--- EXERCISE INPUT ---

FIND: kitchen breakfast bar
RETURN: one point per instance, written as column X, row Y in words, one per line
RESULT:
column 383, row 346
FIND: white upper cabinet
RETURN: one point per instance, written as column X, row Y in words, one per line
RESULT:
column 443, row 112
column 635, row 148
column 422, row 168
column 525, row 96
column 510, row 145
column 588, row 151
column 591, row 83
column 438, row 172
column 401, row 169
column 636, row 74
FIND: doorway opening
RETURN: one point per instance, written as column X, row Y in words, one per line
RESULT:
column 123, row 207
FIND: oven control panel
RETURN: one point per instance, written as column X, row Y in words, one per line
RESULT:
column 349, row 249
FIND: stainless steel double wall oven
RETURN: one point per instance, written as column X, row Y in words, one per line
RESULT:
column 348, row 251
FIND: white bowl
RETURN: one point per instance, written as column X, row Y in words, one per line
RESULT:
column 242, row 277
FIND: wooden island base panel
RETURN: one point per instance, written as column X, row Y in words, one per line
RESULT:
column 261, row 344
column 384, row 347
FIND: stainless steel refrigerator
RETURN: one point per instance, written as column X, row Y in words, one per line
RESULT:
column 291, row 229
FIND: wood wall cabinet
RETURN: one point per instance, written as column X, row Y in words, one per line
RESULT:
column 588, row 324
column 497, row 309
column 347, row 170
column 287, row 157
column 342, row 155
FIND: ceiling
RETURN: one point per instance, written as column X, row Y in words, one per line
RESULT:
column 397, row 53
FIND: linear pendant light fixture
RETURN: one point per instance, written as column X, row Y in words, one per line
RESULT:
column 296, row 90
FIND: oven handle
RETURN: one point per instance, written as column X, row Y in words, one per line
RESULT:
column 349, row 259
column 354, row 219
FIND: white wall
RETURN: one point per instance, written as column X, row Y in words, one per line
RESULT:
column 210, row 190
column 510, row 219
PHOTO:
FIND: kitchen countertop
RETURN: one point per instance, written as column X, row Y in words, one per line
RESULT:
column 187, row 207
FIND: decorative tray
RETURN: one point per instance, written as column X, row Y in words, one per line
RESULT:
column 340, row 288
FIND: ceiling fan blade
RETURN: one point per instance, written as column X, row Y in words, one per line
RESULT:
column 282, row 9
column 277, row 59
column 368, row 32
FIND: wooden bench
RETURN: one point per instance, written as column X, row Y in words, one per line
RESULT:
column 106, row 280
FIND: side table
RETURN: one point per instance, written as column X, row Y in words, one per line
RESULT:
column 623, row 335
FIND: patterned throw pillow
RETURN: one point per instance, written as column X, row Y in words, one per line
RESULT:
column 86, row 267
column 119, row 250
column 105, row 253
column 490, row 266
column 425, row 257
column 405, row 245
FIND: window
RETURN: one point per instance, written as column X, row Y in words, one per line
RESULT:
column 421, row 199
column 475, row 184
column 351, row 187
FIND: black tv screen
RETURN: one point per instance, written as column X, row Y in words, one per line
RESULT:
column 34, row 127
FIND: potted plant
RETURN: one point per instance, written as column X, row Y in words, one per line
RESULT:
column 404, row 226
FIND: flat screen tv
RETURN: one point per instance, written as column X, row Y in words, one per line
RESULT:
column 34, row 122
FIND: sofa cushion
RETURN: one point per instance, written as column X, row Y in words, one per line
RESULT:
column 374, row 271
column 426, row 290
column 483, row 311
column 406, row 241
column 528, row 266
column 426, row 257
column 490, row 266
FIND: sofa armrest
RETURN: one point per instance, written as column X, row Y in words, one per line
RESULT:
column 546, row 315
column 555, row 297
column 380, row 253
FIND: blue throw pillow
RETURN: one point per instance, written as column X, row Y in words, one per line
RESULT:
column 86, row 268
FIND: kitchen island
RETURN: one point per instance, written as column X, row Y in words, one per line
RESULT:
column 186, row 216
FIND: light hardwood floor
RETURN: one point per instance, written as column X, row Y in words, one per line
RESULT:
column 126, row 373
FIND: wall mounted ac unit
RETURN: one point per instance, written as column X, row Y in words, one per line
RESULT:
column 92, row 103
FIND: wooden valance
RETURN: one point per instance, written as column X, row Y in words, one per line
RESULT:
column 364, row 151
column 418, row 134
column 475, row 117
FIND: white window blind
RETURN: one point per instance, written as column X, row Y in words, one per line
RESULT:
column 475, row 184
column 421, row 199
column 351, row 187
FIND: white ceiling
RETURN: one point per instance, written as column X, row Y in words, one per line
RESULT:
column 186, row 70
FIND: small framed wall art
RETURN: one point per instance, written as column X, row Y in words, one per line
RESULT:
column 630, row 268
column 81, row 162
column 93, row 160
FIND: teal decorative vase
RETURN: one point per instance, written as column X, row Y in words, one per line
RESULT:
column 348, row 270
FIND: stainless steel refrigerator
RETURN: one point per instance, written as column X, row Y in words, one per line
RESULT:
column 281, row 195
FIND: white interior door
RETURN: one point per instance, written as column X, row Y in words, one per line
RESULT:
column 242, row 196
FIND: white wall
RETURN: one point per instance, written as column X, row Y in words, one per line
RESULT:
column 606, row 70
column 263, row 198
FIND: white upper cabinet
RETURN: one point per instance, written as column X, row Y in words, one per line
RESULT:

---

- [TASK GOAL] Reproduce word for word the rows from the line containing "FIND: potted plant" through the line containing "column 281, row 195", with both of those lines included.

- [THE OUTPUT]
FIND: potted plant
RETURN: one point per instance, written as column X, row Y in words, one per line
RESULT:
column 404, row 226
FIND: flat screen tv
RETURN: one point per instance, written as column X, row Y in words, one per line
RESULT:
column 34, row 122
FIND: sofa cushion
RETURN: one point per instance, written as column X, row Y in words, one per line
RESULT:
column 374, row 271
column 426, row 290
column 483, row 311
column 406, row 241
column 528, row 266
column 426, row 257
column 490, row 266
FIND: sofa armrest
RETURN: one point per instance, written as column X, row Y in words, one per line
RESULT:
column 546, row 315
column 555, row 297
column 380, row 253
FIND: blue throw pillow
RETURN: one point per instance, written as column X, row Y in words, one per line
RESULT:
column 86, row 268
FIND: kitchen island
RETURN: one point per instance, written as column X, row Y in words, one per line
RESULT:
column 186, row 216
FIND: light hardwood floor
RETURN: one point per instance, written as column X, row Y in words, one per line
RESULT:
column 126, row 373
FIND: wall mounted ac unit
RETURN: one point per instance, written as column X, row Y in words, one per line
RESULT:
column 92, row 103
FIND: wooden valance
RETURN: one point per instance, written as column X, row Y in words, one per line
RESULT:
column 364, row 151
column 418, row 134
column 475, row 117
FIND: white window blind
RETURN: one point per instance, written as column X, row Y in words, one per line
RESULT:
column 475, row 184
column 421, row 199
column 351, row 187
FIND: white ceiling
RETURN: one point per instance, written as column X, row Y in words, one per line
RESULT:
column 186, row 70
FIND: small framed wall art
RETURN: one point per instance, written as column X, row Y in words, one per line
RESULT:
column 630, row 268
column 81, row 162
column 93, row 160
FIND: teal decorative vase
RETURN: one point per instance, written as column X, row Y in words, one per line
RESULT:
column 348, row 270
FIND: stainless steel refrigerator
RETURN: one point per instance, written as column X, row Y in words, one per line
RESULT:
column 281, row 195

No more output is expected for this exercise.